▶ Records for this task:
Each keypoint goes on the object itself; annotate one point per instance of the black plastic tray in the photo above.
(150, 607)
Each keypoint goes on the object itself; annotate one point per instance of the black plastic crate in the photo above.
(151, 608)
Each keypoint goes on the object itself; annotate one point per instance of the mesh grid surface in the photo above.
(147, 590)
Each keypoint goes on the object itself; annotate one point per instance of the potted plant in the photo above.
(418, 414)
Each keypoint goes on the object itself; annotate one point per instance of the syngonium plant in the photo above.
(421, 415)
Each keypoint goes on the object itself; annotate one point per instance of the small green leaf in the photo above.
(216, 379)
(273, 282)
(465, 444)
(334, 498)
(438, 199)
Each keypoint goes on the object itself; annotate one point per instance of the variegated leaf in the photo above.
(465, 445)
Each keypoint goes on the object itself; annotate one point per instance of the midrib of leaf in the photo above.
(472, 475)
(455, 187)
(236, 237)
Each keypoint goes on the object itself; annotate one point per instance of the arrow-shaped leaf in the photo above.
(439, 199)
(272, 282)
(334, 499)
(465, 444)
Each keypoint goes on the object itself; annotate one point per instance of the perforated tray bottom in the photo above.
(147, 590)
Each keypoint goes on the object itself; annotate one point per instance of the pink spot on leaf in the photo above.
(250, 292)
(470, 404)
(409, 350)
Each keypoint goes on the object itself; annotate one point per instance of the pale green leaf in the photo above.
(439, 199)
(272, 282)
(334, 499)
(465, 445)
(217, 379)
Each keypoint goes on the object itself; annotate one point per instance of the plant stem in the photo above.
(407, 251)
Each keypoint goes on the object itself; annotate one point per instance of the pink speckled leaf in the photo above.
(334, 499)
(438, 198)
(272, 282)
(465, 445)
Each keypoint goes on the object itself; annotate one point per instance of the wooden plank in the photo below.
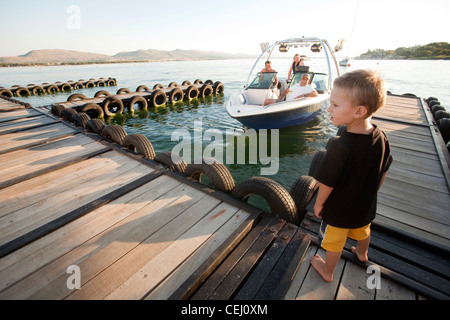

▶ Set problem: Rewrite all of the entries above, putting "marker" wherever "keypoint" appears and changing nothing else. Leave the pictures out of your answer.

▶ Solution to this exercise:
Each marker goes on the object itself; annotate one point per instance of the black plastic tray in the photo above.
(150, 607)
Each marker goes on the object itself; annotate one point per instance of the black plastic crate in the photo above.
(151, 608)
Each marker goes on the object itself; annotate one point per instance of the mesh grid surface in the photo above.
(147, 590)
Each marker goes on the object itself; annotate one point per instance of the potted plant in the photo above.
(418, 414)
Each marker goes on the object itself; annotate one point per instance of the syngonium plant in the photo above.
(421, 415)
Each marker goes on the object itself; annotate one point per instance of the small green leaf in the photo above.
(216, 379)
(273, 282)
(465, 444)
(334, 498)
(438, 199)
Each marker goes on the object itself; annotate one point per instance of the variegated leaf in the photo above.
(465, 445)
Each marker goes on the object itself; annotate one point per instance of the midrib of leaf in the photo above.
(472, 475)
(455, 187)
(236, 237)
Each marker goes on the object itself; annotate one point per instance of the arrow-shaped leaf in the photo above.
(439, 199)
(272, 282)
(334, 499)
(465, 444)
Each marker goes on the object itself; annotate one point per instance of the perforated tray bottom in the photo above.
(147, 590)
Each marker goes on the object itself; annotate one point per instance of the pink spot on leaf in the photo above.
(250, 292)
(470, 404)
(409, 350)
Each marker goes on the object itself; annotate one point per instance of the pale green leaf in the photo above.
(439, 199)
(272, 282)
(334, 499)
(465, 445)
(217, 379)
Each marker goes on the object itself; annotate one point per instance of the plant stem in the photo above.
(407, 251)
Each marker goes on the object itself; annotate one point per instance of the pink speckled leaf in the photo above.
(334, 499)
(438, 198)
(272, 282)
(465, 445)
Each marker goes on the object itself; annotate one point per instance of the wooden plank in the photo below.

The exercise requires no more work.